Task statement
Please rewrite the part of the records below that opens with the line containing "I'd appreciate your help finding the lamp" and closes with the line containing "left=75, top=117, right=203, bottom=143", replacing "red balloon" with "green balloon" and changing nothing else. Leave the pictures out of your answer.

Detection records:
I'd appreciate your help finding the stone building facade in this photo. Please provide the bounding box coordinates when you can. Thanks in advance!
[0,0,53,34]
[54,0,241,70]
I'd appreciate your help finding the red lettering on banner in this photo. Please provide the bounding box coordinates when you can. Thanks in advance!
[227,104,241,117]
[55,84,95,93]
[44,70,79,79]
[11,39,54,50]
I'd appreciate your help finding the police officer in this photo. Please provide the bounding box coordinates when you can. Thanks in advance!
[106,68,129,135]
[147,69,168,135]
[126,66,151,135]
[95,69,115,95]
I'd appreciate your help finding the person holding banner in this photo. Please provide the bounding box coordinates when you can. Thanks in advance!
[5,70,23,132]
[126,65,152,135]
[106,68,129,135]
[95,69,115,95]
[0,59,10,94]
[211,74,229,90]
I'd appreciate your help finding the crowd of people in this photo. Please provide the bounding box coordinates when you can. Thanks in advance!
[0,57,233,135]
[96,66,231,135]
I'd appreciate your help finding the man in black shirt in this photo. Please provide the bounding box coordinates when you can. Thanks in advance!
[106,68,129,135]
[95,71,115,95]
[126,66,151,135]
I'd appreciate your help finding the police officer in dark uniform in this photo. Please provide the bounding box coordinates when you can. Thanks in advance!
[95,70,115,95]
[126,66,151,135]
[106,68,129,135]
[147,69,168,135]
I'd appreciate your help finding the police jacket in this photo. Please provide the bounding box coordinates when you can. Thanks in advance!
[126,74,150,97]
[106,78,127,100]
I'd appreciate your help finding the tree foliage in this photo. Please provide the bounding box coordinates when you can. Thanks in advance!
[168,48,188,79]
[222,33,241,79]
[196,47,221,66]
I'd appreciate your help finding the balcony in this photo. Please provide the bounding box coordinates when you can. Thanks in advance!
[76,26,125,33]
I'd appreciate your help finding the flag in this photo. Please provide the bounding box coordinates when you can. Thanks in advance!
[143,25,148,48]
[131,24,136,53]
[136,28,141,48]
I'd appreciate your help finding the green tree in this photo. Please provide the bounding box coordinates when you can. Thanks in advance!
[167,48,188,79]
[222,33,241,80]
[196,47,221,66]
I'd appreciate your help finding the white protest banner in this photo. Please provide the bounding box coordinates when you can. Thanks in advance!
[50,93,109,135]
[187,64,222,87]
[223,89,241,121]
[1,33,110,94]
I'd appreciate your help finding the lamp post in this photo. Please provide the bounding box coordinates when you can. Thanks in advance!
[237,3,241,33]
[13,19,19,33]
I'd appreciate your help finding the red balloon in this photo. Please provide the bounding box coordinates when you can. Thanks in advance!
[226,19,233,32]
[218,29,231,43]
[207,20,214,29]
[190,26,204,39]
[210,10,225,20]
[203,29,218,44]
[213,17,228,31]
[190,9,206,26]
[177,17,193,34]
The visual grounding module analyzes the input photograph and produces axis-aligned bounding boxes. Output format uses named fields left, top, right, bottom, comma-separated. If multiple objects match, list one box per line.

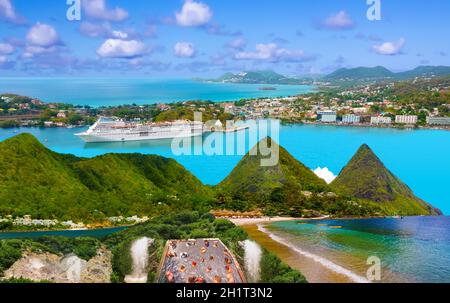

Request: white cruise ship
left=75, top=117, right=203, bottom=143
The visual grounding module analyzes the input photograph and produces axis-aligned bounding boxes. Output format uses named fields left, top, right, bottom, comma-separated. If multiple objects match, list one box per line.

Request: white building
left=427, top=117, right=450, bottom=125
left=352, top=107, right=368, bottom=114
left=342, top=115, right=361, bottom=124
left=370, top=117, right=392, bottom=124
left=317, top=111, right=337, bottom=123
left=395, top=115, right=417, bottom=124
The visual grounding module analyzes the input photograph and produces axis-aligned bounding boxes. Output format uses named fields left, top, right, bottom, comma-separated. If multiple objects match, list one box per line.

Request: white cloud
left=22, top=22, right=62, bottom=59
left=0, top=43, right=16, bottom=55
left=175, top=0, right=213, bottom=26
left=235, top=43, right=313, bottom=62
left=321, top=11, right=355, bottom=30
left=111, top=31, right=128, bottom=40
left=0, top=0, right=25, bottom=24
left=227, top=38, right=247, bottom=50
left=174, top=42, right=195, bottom=58
left=314, top=167, right=337, bottom=184
left=97, top=39, right=147, bottom=58
left=82, top=0, right=128, bottom=22
left=26, top=22, right=59, bottom=48
left=372, top=38, right=406, bottom=56
left=80, top=22, right=111, bottom=38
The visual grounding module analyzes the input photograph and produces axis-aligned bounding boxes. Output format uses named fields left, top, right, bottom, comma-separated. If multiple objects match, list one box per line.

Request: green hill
left=395, top=66, right=450, bottom=80
left=325, top=66, right=395, bottom=81
left=331, top=145, right=440, bottom=215
left=324, top=66, right=450, bottom=82
left=0, top=134, right=213, bottom=221
left=211, top=71, right=300, bottom=84
left=217, top=138, right=328, bottom=211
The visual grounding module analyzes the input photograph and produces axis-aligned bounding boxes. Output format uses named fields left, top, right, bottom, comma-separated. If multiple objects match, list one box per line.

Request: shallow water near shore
left=0, top=124, right=450, bottom=215
left=265, top=217, right=450, bottom=283
left=0, top=226, right=128, bottom=240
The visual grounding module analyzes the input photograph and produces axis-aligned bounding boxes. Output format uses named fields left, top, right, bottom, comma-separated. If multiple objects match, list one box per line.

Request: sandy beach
left=236, top=217, right=366, bottom=283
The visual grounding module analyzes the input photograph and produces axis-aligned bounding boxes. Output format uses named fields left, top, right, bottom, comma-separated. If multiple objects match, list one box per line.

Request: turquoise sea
left=0, top=125, right=450, bottom=215
left=0, top=78, right=313, bottom=107
left=267, top=217, right=450, bottom=283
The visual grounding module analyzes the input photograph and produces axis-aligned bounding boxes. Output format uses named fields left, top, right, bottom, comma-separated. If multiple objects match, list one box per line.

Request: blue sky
left=0, top=0, right=450, bottom=77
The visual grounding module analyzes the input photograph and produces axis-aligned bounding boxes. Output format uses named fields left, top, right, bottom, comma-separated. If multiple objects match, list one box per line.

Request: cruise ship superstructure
left=76, top=117, right=204, bottom=143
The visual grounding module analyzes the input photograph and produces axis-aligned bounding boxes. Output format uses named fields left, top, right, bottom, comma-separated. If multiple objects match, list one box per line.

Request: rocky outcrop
left=4, top=248, right=112, bottom=283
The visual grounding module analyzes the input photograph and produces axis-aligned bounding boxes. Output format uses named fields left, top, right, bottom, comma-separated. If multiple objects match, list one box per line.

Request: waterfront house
left=395, top=115, right=418, bottom=124
left=370, top=116, right=392, bottom=124
left=342, top=114, right=361, bottom=124
left=427, top=117, right=450, bottom=125
left=317, top=110, right=337, bottom=123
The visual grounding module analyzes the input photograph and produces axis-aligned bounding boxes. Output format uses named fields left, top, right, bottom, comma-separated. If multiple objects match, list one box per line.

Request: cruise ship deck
left=156, top=239, right=246, bottom=283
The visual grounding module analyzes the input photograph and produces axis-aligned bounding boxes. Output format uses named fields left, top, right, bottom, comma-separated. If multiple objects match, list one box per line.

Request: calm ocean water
left=0, top=78, right=313, bottom=107
left=0, top=125, right=450, bottom=215
left=0, top=227, right=127, bottom=240
left=270, top=217, right=450, bottom=283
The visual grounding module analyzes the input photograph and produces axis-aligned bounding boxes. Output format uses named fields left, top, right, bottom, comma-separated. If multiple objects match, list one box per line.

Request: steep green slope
left=0, top=134, right=213, bottom=221
left=395, top=66, right=450, bottom=80
left=218, top=138, right=328, bottom=209
left=325, top=66, right=394, bottom=80
left=213, top=70, right=300, bottom=84
left=324, top=66, right=450, bottom=81
left=331, top=145, right=440, bottom=215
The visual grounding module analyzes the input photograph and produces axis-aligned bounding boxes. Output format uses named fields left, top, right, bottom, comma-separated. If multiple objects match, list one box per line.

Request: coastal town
left=0, top=77, right=450, bottom=129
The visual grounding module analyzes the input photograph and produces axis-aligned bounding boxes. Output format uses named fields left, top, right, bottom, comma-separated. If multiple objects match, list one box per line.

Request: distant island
left=201, top=66, right=450, bottom=85
left=201, top=71, right=310, bottom=85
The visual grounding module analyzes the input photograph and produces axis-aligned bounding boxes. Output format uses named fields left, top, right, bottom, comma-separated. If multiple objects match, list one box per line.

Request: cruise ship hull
left=76, top=120, right=203, bottom=143
left=77, top=132, right=202, bottom=143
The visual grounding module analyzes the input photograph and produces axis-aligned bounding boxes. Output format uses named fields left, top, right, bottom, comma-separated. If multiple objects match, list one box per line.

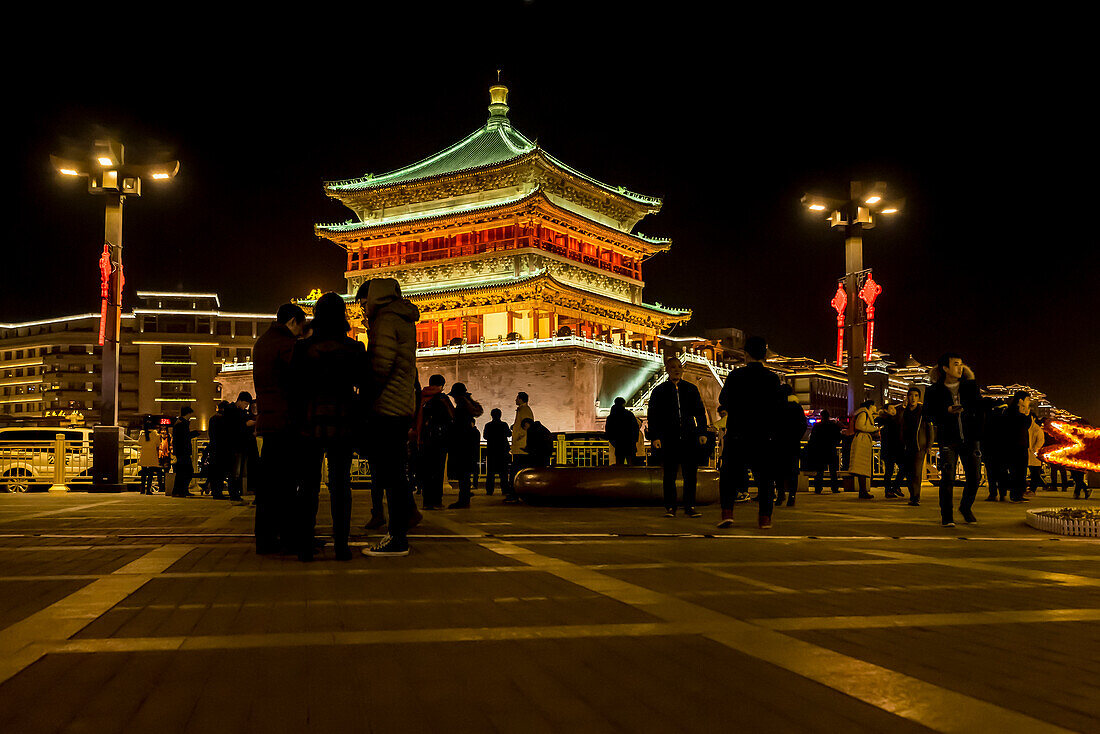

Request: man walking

Correct result
I'd appreciate your help finding the lamp post in this photo. Please provide the bounding box coordinates when you can. Thanks in advance!
[237,3,241,33]
[13,19,19,33]
I'd appreciate your help finding the green balloon in this photo. Please provide the bounding box coordinates when you can. Thanks in advance!
[226,19,233,32]
[218,29,231,43]
[207,20,214,29]
[190,26,204,39]
[210,10,225,20]
[203,29,218,44]
[213,17,228,31]
[190,9,206,26]
[177,17,193,34]
The visual grounding module analyzes the input photograph and produces axis-aligned bounding boxes. Output format uses named fields left, top, right, bottom, comma-separated. If multiple objects match, list one box per line.


Request: white cruise ship
left=75, top=117, right=203, bottom=143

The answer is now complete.